» SUPPLIED ENTRIES
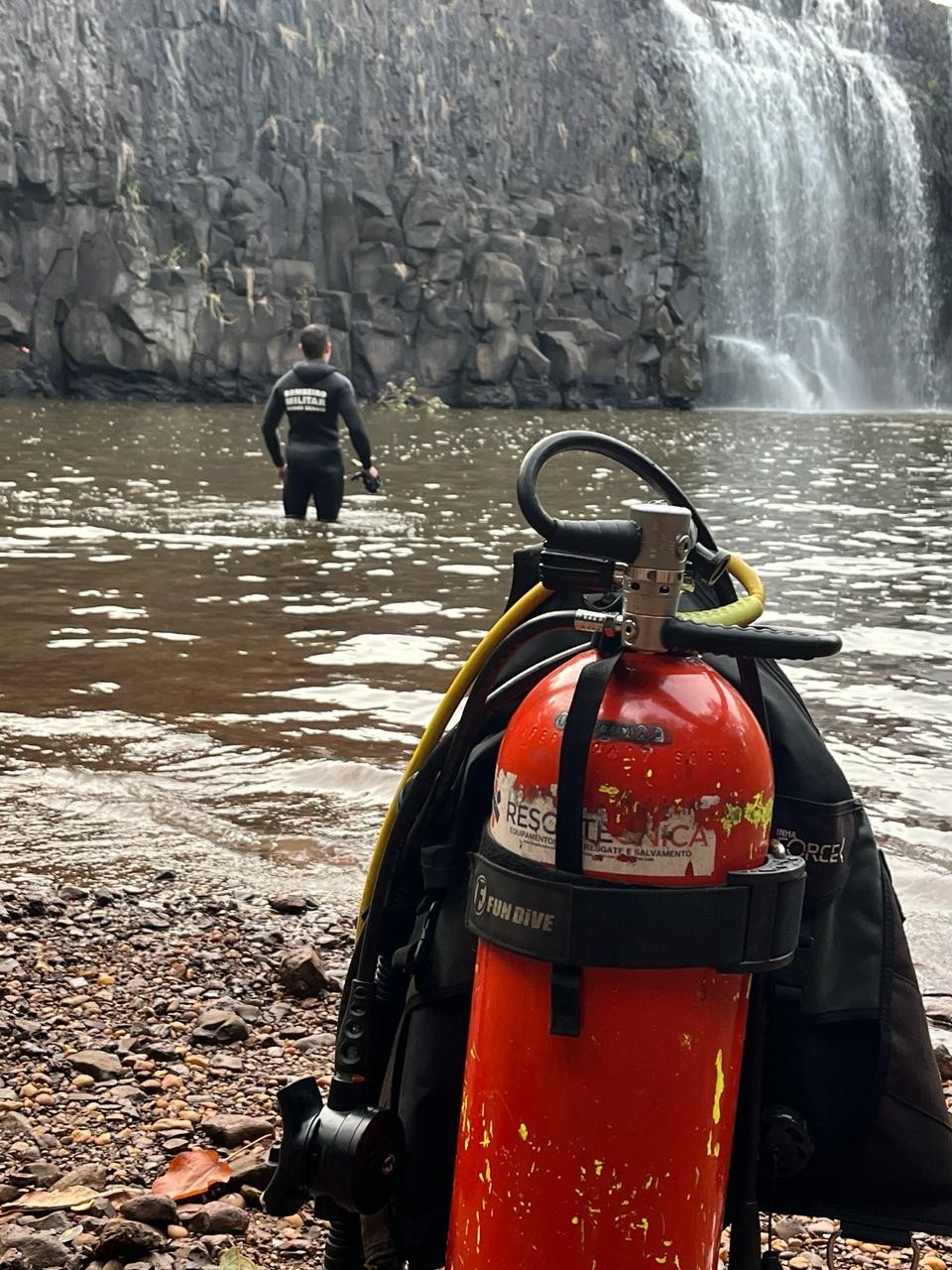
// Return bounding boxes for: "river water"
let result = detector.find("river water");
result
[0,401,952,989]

...

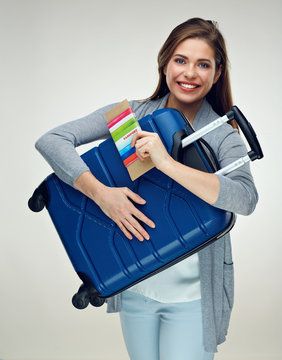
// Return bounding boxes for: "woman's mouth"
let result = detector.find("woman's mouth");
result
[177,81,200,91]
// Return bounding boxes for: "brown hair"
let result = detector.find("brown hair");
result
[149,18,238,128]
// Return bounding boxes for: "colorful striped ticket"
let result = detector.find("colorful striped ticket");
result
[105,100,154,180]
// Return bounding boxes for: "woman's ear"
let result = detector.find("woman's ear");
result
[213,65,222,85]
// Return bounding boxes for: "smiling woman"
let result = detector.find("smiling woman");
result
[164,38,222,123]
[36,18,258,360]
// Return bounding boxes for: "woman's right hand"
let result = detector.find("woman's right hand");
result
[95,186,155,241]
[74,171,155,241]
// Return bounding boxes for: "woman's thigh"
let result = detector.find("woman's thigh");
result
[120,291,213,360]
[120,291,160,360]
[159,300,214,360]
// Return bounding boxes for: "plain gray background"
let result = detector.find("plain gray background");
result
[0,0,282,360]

--

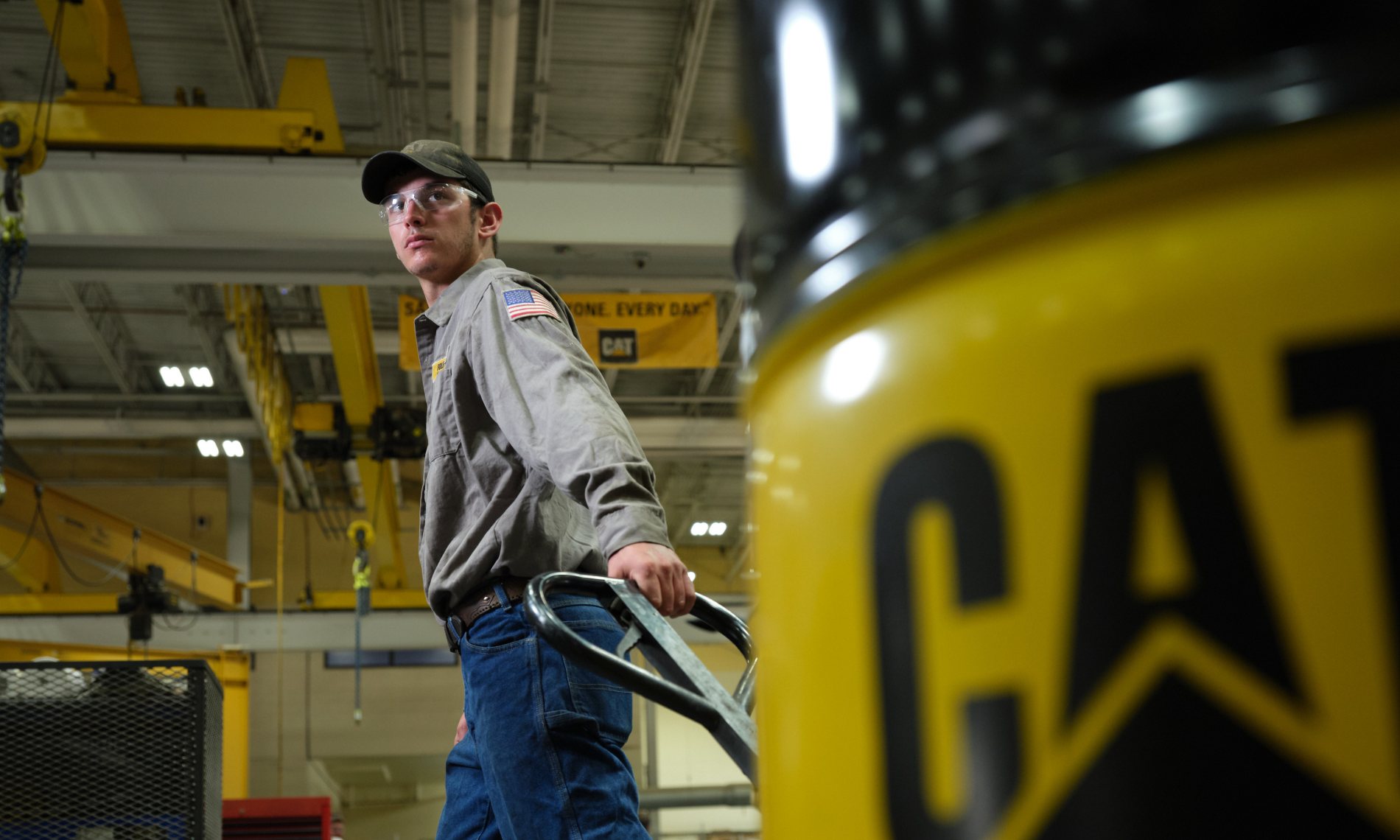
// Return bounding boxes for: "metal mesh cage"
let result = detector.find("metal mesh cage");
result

» INSTRUCTIONS TO FOLLOW
Count the lines above that contain the string "water", matching case exactly, and reply with only the number.

» WRITTEN ANSWER
2